The high-performance computing system CLAIX – Cluster Aix-la-Chapelle – at RWTH Aachen University is operated by the IT Center and currently consists of three parts: the Tier-2 part from the procurement phases 2016 and 2018 and the Tier-3 part from the procurement phase 2018.
CLAIX-2018 consists of over 1000 computing nodes with 2x Intel Xeon Skylake processors, each with 24 cores and 192 GB RAM. In addition, there are 48 computing nodes of identical architecture, each equipped with two NVIDIA Volta V100 GPUs (incl. NVLink) as accelerators and available for special applications such as machine learning.
The Tier-3 part consists of over 220 compute nodes with identical configuration (6 of those with GPUs) and are fully integrated into the overall cluster. CLAIX-2018 started test operation in November 2018 and since January 2019 the system has been available without restriction for use by computing time projects. More information is available here.
Lichtenberg II at TU Darmstadt
With over 56,000 cores in total, over 257 TB main memory, the first phase of TU Darmstadt‘s system Lichtenberg II has a performance peak of over 3.148 PFLOPS. In June 2020, the cluster was placed at #92 on the list of the world’s fastest HPC systems (TOP500), making it the fastest university cluster in Germany at that time. Moreover, on the Green500 list of the most energy-efficient systems, it was ranked to be the most energy-efficient German university cluster at #48. The operational concept utilizes direct hot-water cooling and the reuse of waste heat during the heating period (see EnEff:Stadt Campus Lichtwiese).

(Records)
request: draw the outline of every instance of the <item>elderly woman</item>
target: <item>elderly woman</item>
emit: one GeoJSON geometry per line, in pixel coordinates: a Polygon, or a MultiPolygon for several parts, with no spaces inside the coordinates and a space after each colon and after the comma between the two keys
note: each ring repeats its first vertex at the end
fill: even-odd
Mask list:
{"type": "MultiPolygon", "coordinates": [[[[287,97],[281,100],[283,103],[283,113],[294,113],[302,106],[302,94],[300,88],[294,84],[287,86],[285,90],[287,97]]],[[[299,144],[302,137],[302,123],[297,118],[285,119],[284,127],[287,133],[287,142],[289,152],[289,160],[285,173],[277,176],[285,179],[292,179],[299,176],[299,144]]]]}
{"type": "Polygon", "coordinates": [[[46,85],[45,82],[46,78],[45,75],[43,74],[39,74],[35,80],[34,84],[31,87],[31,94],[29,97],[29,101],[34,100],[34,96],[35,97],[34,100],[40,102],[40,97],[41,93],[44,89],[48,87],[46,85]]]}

= Task requirements =
(a) In the passage on university computing clusters, at what position did Lichtenberg II rank on the TOP500 list in June 2020?
(b) Carry on the passage on university computing clusters, picking up right after its final sentence.

= Results for each task =
(a) #92

(b)
Lichtenberg II has an MPI section with dual-socket nodes, an MEM section with big-memory nodes in excess of 1 TB of memory, an ACC section with powerful accelerator nodes hosting at least two accelerators, and a test section. An additional ACC section containing Nvidia “DGX A100” nodes to support modern research in Artificial Intelligence is currently in preparation. The whole cluster is equipped with measurement equipment for improving energy efficiency of HPC applications.
The storage and compute systems are procured separately to ensure the best possible continuous storage service. As a first step, a Spectrum Scale system (formerly known as GPFS) with 3 PB of space was procured in 2018. The current first compute phase P1 of Lichtenberg II consists of 586 compute nodes with two Intel Cascade-Lake AP (96 cores SMP) processors and 384 GB main memory each, two big-memory nodes equipped with 1.5 TB main memory each, and 8 accelerator nodes with 2x Nvidia “V100” GPUs each. All nodes and the file systems are interconnected via EDR and HDR100 Infiniband.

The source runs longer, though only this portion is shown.